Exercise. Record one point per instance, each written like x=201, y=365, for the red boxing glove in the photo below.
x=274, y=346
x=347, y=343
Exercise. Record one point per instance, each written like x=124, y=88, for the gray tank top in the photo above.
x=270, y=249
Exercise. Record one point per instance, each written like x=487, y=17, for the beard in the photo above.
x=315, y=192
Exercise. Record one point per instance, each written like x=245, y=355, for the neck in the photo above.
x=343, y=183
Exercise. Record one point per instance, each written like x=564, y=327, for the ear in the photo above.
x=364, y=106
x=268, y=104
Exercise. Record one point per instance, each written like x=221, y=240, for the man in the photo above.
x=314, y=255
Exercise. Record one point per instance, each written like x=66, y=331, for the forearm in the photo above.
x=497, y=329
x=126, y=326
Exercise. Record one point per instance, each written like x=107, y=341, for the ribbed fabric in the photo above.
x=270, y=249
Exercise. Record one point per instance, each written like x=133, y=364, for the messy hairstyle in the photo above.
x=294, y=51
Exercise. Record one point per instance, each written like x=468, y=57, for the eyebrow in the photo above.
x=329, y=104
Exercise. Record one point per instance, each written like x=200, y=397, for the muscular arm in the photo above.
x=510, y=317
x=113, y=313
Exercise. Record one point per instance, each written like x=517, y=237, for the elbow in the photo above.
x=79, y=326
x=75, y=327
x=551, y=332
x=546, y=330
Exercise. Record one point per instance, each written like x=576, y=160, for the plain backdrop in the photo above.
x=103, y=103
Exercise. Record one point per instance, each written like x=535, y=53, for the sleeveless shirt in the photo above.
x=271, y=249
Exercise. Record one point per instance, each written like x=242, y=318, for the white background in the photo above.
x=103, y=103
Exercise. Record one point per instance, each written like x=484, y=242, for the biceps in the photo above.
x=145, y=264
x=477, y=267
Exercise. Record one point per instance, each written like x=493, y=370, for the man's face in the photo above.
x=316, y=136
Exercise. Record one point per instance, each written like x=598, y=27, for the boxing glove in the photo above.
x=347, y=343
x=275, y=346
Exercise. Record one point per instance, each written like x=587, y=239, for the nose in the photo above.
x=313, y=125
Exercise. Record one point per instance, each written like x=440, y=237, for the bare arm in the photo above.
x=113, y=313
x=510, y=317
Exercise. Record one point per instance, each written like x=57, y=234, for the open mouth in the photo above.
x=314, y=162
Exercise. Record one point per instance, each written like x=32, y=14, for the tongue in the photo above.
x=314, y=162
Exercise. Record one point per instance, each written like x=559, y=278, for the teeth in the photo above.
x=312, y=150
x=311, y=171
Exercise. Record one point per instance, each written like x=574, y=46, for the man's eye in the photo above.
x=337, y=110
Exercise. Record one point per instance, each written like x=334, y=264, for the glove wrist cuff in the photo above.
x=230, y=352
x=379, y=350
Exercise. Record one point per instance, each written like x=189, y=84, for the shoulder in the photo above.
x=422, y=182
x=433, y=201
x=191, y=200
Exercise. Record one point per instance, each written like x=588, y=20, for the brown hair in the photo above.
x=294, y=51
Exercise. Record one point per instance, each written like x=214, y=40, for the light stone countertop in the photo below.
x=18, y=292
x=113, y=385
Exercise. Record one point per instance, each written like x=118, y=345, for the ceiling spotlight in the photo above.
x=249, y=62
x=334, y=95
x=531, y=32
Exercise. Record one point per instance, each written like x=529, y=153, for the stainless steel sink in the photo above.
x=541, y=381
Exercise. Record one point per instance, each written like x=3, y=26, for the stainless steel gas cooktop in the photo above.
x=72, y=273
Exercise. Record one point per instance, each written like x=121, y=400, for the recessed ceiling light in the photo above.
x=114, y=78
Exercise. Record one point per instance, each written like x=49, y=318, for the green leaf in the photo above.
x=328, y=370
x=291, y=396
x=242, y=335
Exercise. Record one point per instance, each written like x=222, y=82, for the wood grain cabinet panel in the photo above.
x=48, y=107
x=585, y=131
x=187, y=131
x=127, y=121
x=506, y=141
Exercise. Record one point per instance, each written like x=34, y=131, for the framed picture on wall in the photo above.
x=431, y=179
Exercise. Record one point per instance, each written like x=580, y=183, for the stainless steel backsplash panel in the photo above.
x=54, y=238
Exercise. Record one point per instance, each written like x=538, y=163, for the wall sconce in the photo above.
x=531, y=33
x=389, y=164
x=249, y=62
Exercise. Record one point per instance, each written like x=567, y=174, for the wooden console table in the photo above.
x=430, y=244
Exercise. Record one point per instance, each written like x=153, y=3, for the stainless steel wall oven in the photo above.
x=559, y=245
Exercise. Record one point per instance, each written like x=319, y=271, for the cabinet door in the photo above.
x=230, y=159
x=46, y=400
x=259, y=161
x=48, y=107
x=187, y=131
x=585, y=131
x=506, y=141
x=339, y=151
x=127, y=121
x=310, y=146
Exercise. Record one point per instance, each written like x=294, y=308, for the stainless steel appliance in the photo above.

────────────────────────────────────────

What you will do:
Please reproduce the material in its entirety, exactly as it stands.

Exercise output:
Exercise. Record one point per instance, each written like x=201, y=365, for the red boxing glove in the photo below.
x=274, y=346
x=347, y=343
Exercise. Record one point per instance, each written like x=124, y=88, for the gray tank top in the photo above.
x=270, y=249
Exercise. Record one point per instance, each written like x=487, y=17, for the beard in the photo above.
x=315, y=192
Exercise. Record one point per instance, each written like x=245, y=355, for the neck in the photo above.
x=343, y=183
Exercise. Record one point per instance, each written like x=564, y=327, for the ear in the photo above.
x=364, y=106
x=268, y=104
Exercise. Record one point per instance, each written like x=221, y=240, for the man in the photo above.
x=314, y=255
Exercise. Record one point per instance, each written like x=66, y=331, for the forearm in the photo above.
x=497, y=329
x=126, y=326
Exercise. Record one point per instance, each written like x=107, y=341, for the ribbed fabric in the photo above.
x=270, y=249
Exercise. Record one point per instance, each written like x=133, y=364, for the messy hairstyle in the photo above.
x=294, y=51
Exercise. Record one point per instance, each written like x=468, y=57, for the eyebrow in the photo above.
x=329, y=104
Exercise. Record one point per instance, each written like x=200, y=397, for the muscular arm in the photo above.
x=510, y=317
x=113, y=313
Exercise. Record one point per instance, each written like x=517, y=237, for the elbow in the photo above.
x=79, y=326
x=75, y=327
x=551, y=332
x=546, y=330
Exercise. Record one point per instance, each written like x=576, y=160, for the plain backdrop in the photo above.
x=103, y=103
Exercise. Record one point per instance, each written like x=535, y=53, for the sleeveless shirt in the photo above.
x=271, y=249
Exercise. Record one point per instance, each written like x=242, y=318, for the white background in the photo above.
x=103, y=103
Exercise. Record one point per instance, each written like x=484, y=242, for the biceps in the photo above.
x=145, y=264
x=477, y=267
Exercise. Record one point per instance, each written like x=493, y=370, for the man's face in the photo above.
x=316, y=136
Exercise. Record one point per instance, each written like x=598, y=27, for the boxing glove in the photo above.
x=347, y=343
x=275, y=346
Exercise. Record one point per instance, each written like x=587, y=239, for the nose in the photo above.
x=313, y=125
Exercise. Record one point per instance, each written like x=440, y=237, for the bare arm in the photo above.
x=113, y=313
x=510, y=317
Exercise. Record one point per instance, each written like x=57, y=234, for the open mouth in the photo above.
x=314, y=162
Exercise. Record one point per instance, each written like x=32, y=14, for the tongue in the photo above.
x=314, y=162
Exercise. Record one point per instance, each written like x=559, y=278, for the teeth in the photo above.
x=312, y=150
x=311, y=171
Exercise. Record one point per instance, each written like x=574, y=46, for the man's eye in the photo above.
x=337, y=110
Exercise. Record one point per instance, each written like x=334, y=264, for the glove wrist cuff in the photo above.
x=230, y=352
x=379, y=350
Exercise. Record one point per instance, each written like x=189, y=84, for the shoulder in the photo above.
x=422, y=182
x=433, y=201
x=191, y=200
Exercise. Record one point per instance, each written like x=588, y=20, for the brown hair in the photo above.
x=294, y=51
Exercise. Record one point per instance, each written like x=214, y=40, for the light stone countertop in the photo below.
x=18, y=292
x=113, y=385
Exercise. Record one point per instance, each written like x=118, y=345, for the ceiling spotlight in the photo above.
x=249, y=62
x=334, y=95
x=531, y=32
Exercise. Record one point per instance, each written like x=529, y=153, for the stainless steel sink in the photo above.
x=541, y=381
Exercise. Record one point per instance, each written like x=3, y=26, for the stainless steel gas cooktop in the photo above.
x=72, y=273
Exercise. Record one point per instance, each written like x=121, y=400, for the recessed ceiling light in the photo above.
x=114, y=78
Exercise. Record one point per instance, each written like x=49, y=318, for the green leaf in the photo above.
x=328, y=370
x=291, y=396
x=242, y=335
Exercise. Record one point per instance, each written like x=222, y=82, for the wood grain cabinet panel in the photo above.
x=48, y=107
x=585, y=131
x=187, y=131
x=127, y=121
x=506, y=141
Exercise. Record one point per instance, each written like x=34, y=131, for the framed picture on wall in the photo above.
x=431, y=179
Exercise. Record one point per instance, each written like x=580, y=183, for the stainless steel backsplash panel in the photo above.
x=54, y=238
Exercise. Record one point per instance, each written like x=538, y=163, for the wall sconce in the photo above.
x=531, y=33
x=389, y=164
x=249, y=62
Exercise. Record one point per instance, each written like x=567, y=174, for the wooden console table in the photo above.
x=430, y=244
Exercise. Record one point per instance, each written like x=153, y=3, for the stainless steel wall oven in the photo above.
x=559, y=245
Exercise. Record one point per instance, each written like x=319, y=271, for the cabinet door in the photo above.
x=230, y=159
x=46, y=400
x=259, y=161
x=48, y=107
x=187, y=131
x=585, y=131
x=506, y=141
x=339, y=151
x=127, y=121
x=310, y=146
Exercise. Record one point per instance, each written like x=294, y=308, for the stainless steel appliance in the photo above.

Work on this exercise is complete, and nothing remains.